- DIRECTIVE
Restate the records in their entirety, word for word.

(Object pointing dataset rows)

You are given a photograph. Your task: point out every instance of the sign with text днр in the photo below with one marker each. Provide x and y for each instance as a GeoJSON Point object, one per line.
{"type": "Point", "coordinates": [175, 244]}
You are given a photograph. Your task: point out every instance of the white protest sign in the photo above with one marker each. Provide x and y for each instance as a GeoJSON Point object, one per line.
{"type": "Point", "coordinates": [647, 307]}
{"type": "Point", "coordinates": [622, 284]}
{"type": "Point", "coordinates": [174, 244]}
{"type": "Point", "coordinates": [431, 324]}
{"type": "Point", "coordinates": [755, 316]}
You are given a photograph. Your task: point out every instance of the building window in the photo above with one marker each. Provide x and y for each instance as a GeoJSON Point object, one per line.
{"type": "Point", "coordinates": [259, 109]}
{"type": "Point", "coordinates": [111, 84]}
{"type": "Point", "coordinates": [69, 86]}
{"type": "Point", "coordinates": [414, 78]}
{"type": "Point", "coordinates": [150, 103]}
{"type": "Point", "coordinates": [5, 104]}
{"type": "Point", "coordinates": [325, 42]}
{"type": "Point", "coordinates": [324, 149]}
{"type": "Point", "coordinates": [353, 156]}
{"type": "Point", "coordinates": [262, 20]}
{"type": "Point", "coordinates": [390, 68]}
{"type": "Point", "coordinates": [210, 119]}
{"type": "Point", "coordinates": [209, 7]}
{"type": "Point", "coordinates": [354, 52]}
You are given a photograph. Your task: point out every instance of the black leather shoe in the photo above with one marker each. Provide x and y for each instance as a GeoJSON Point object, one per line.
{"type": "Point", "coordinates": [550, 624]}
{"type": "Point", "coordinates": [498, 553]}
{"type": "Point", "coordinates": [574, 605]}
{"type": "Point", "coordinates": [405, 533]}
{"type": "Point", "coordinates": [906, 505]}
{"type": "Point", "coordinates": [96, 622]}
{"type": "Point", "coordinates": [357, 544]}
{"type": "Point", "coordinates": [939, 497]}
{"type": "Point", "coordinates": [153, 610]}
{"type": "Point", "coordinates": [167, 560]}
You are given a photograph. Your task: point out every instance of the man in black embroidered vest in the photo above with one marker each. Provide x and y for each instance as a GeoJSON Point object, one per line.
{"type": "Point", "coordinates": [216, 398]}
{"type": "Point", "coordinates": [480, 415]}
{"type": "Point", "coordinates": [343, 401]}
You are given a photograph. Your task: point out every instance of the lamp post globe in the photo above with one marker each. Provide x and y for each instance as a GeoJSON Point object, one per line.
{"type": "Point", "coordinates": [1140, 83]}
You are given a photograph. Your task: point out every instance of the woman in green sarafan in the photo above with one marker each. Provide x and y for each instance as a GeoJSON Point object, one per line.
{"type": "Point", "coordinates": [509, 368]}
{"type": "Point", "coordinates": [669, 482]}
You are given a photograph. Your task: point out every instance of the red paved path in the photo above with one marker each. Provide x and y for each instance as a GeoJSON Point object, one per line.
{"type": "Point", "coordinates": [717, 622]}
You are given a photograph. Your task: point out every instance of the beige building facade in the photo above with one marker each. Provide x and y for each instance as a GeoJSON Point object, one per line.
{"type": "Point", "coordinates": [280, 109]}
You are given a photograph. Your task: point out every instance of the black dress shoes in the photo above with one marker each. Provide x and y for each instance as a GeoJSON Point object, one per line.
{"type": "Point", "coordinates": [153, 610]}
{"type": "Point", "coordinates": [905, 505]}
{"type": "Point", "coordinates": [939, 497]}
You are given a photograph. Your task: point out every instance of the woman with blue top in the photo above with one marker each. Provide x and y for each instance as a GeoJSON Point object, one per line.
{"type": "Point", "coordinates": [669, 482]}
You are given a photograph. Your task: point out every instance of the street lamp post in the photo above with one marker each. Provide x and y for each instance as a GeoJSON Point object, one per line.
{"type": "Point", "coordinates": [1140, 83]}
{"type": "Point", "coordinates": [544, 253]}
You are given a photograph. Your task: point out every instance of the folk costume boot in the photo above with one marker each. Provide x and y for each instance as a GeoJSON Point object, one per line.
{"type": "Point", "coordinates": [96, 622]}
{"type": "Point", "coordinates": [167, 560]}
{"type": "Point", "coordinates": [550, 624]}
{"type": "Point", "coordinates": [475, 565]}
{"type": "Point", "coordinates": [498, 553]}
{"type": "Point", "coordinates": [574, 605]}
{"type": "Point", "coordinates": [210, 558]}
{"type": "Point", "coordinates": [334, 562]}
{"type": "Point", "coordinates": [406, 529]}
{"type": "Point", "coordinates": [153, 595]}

- FULL SOLUTION
You are given a photograph. Your task: point out every instance of the sign with text днр in the photo below with one marker each. Provide x and y for each instance as a GeoJSON Point object, one per line.
{"type": "Point", "coordinates": [175, 244]}
You are given a photograph. Your task: point out every instance of the white protest sign in the photo above with one marker each. Provide x and y for each instance as a GeoJSON Point object, one per line.
{"type": "Point", "coordinates": [647, 307]}
{"type": "Point", "coordinates": [622, 284]}
{"type": "Point", "coordinates": [174, 244]}
{"type": "Point", "coordinates": [431, 324]}
{"type": "Point", "coordinates": [755, 316]}
You are given a photograph. Your task: point out every instance of the building window in the photo above with one marker each. Provide x and y for each instance as a GeoJSON Point object, one per line.
{"type": "Point", "coordinates": [259, 109]}
{"type": "Point", "coordinates": [111, 84]}
{"type": "Point", "coordinates": [69, 86]}
{"type": "Point", "coordinates": [414, 78]}
{"type": "Point", "coordinates": [150, 103]}
{"type": "Point", "coordinates": [5, 104]}
{"type": "Point", "coordinates": [325, 42]}
{"type": "Point", "coordinates": [324, 149]}
{"type": "Point", "coordinates": [353, 156]}
{"type": "Point", "coordinates": [262, 20]}
{"type": "Point", "coordinates": [390, 68]}
{"type": "Point", "coordinates": [210, 119]}
{"type": "Point", "coordinates": [209, 7]}
{"type": "Point", "coordinates": [354, 52]}
You are given a photograph. Your task: point out every instance of the black leather shoe in the photo above with one marker each. Provide x and y for each instance as a GeoJSON Point object, one per line.
{"type": "Point", "coordinates": [550, 624]}
{"type": "Point", "coordinates": [498, 553]}
{"type": "Point", "coordinates": [574, 605]}
{"type": "Point", "coordinates": [405, 533]}
{"type": "Point", "coordinates": [906, 505]}
{"type": "Point", "coordinates": [96, 622]}
{"type": "Point", "coordinates": [357, 544]}
{"type": "Point", "coordinates": [939, 497]}
{"type": "Point", "coordinates": [153, 610]}
{"type": "Point", "coordinates": [167, 560]}
You are given a photograph. Your task: point out every instance of the man in black embroidered vest in the photo above with one marker each. Provide x and y for each instance as a GeoJSON Point object, one per line.
{"type": "Point", "coordinates": [216, 398]}
{"type": "Point", "coordinates": [480, 415]}
{"type": "Point", "coordinates": [343, 401]}
You are given a photograph. Your task: point out every instance of the lamp post globe in the photo above with one marker each. Provide x and y for each instance as a GeoJSON Point object, one per line.
{"type": "Point", "coordinates": [1140, 83]}
You are given a photograph. Your task: point out every instance of the woman in green sarafan in the photo above with one marker each. Provide x and y for each instance as a GeoJSON Point object, one per line.
{"type": "Point", "coordinates": [509, 368]}
{"type": "Point", "coordinates": [669, 482]}
You are given a photograph. Your task: point out every instance of the red paved path in the photo above with one marker each. Provide x and y for each instance as a GeoJSON Point object, one per line.
{"type": "Point", "coordinates": [717, 622]}
You are given a photograph. Your task: point out every instance of the beige building facade in the photo above with one marker each. Provide x and y for each instance as a GeoJSON Point object, one per line.
{"type": "Point", "coordinates": [280, 109]}
You are given a photograph. Your task: point out every instance of the black dress shoes in the photo above with one marker each. Provide x and y for each instance as a GeoJSON Point object, one per line.
{"type": "Point", "coordinates": [153, 610]}
{"type": "Point", "coordinates": [905, 505]}
{"type": "Point", "coordinates": [939, 497]}
You are given a photograph. Your task: point out every instance of the woman with blue top in the photo above with one marker each. Provide x and y for each instance as a GeoJSON Point object, one per line.
{"type": "Point", "coordinates": [669, 482]}
You are given a photograph. Your task: point out every instance of the street lamp post in the photo above with one marker each. Provide x and y for each instance as a GeoJSON Point object, one per line.
{"type": "Point", "coordinates": [1140, 83]}
{"type": "Point", "coordinates": [544, 253]}
You are given a photograph. Your task: point out every instance of the folk costume boot in the photo above with one marker each. Provide x and y for each instance as a GeoJSON Point object, one per line.
{"type": "Point", "coordinates": [96, 622]}
{"type": "Point", "coordinates": [167, 560]}
{"type": "Point", "coordinates": [550, 624]}
{"type": "Point", "coordinates": [475, 565]}
{"type": "Point", "coordinates": [498, 553]}
{"type": "Point", "coordinates": [574, 605]}
{"type": "Point", "coordinates": [210, 558]}
{"type": "Point", "coordinates": [334, 562]}
{"type": "Point", "coordinates": [406, 529]}
{"type": "Point", "coordinates": [153, 595]}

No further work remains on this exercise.